## [Records]
········

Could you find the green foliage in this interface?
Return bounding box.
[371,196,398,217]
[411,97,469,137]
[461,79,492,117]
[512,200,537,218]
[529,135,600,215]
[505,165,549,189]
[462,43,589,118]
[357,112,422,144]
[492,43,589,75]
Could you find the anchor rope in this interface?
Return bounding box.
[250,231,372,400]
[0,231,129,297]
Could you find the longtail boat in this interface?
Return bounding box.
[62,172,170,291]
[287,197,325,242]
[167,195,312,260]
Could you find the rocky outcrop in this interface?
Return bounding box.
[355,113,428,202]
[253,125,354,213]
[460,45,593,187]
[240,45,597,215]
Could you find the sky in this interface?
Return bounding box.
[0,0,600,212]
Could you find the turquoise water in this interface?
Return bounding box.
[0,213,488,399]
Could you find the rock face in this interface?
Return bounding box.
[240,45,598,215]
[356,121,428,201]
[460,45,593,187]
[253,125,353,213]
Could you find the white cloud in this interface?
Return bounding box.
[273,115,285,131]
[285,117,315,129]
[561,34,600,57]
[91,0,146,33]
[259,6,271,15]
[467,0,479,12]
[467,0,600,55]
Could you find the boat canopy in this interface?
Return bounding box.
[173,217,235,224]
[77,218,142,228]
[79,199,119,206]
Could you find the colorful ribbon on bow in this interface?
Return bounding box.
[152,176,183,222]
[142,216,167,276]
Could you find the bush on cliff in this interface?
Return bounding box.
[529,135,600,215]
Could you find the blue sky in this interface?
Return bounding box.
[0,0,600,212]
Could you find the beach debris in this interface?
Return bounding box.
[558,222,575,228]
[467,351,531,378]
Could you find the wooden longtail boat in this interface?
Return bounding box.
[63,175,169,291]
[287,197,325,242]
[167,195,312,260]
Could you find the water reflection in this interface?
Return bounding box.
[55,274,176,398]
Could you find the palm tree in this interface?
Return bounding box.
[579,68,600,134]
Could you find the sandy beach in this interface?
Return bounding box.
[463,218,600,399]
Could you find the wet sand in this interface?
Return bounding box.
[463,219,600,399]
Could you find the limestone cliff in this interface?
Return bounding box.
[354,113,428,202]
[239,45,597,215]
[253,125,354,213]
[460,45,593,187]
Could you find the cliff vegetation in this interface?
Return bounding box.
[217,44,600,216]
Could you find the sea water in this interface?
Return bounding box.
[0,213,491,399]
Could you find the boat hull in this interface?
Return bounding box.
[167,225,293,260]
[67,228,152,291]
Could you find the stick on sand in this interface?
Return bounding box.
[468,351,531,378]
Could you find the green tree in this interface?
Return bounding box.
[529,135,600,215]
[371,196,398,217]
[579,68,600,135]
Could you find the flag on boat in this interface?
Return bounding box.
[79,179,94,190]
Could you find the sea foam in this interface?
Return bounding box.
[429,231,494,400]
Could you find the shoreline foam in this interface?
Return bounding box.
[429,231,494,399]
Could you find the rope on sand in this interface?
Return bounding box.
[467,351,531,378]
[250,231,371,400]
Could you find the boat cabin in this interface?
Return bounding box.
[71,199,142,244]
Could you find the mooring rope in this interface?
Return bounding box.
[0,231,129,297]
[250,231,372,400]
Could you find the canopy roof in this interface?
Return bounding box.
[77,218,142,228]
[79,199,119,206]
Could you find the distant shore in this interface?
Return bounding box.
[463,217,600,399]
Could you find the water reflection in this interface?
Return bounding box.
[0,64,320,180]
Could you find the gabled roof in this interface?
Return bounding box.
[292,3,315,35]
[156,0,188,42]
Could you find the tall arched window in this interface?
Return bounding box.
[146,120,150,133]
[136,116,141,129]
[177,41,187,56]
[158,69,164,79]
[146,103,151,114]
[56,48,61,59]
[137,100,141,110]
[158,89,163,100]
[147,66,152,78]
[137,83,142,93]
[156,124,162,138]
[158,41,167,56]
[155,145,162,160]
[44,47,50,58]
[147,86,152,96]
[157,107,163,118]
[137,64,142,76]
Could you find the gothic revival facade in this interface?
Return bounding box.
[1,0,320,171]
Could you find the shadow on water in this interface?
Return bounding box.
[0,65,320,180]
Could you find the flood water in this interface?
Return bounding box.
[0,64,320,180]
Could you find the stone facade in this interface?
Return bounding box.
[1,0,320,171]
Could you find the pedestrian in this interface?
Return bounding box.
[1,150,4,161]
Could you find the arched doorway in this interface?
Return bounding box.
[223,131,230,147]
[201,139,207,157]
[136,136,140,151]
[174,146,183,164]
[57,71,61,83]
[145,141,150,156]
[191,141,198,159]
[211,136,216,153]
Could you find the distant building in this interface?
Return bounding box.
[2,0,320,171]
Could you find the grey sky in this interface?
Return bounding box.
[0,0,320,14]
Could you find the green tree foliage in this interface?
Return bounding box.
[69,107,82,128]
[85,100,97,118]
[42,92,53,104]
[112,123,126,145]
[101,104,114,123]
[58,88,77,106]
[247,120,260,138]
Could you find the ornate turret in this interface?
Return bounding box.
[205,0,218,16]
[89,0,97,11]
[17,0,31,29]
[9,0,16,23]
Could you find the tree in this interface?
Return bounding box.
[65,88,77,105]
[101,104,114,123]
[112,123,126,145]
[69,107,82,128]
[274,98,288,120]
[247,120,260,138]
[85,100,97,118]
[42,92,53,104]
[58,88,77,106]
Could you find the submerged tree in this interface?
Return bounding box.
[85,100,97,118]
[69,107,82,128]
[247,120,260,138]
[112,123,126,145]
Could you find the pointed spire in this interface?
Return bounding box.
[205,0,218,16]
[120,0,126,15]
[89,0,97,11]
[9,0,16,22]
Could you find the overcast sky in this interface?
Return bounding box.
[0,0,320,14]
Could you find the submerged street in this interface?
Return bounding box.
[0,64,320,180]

········

## [Task details]
Copy out the material word for word, from the line containing "Could you find the shadow" down to the line containing "[1,150,4,161]", with both of those lines included.

## [Solution]
Could you find the shadow on water in this interface?
Return bounding box.
[0,65,320,180]
Could you find the flood water in this interface?
Return bounding box.
[0,64,320,180]
Could you find the stone facade in this interface?
Return bounding box.
[1,0,320,171]
Could you find the pedestrian in this interface?
Return bounding box.
[1,150,4,161]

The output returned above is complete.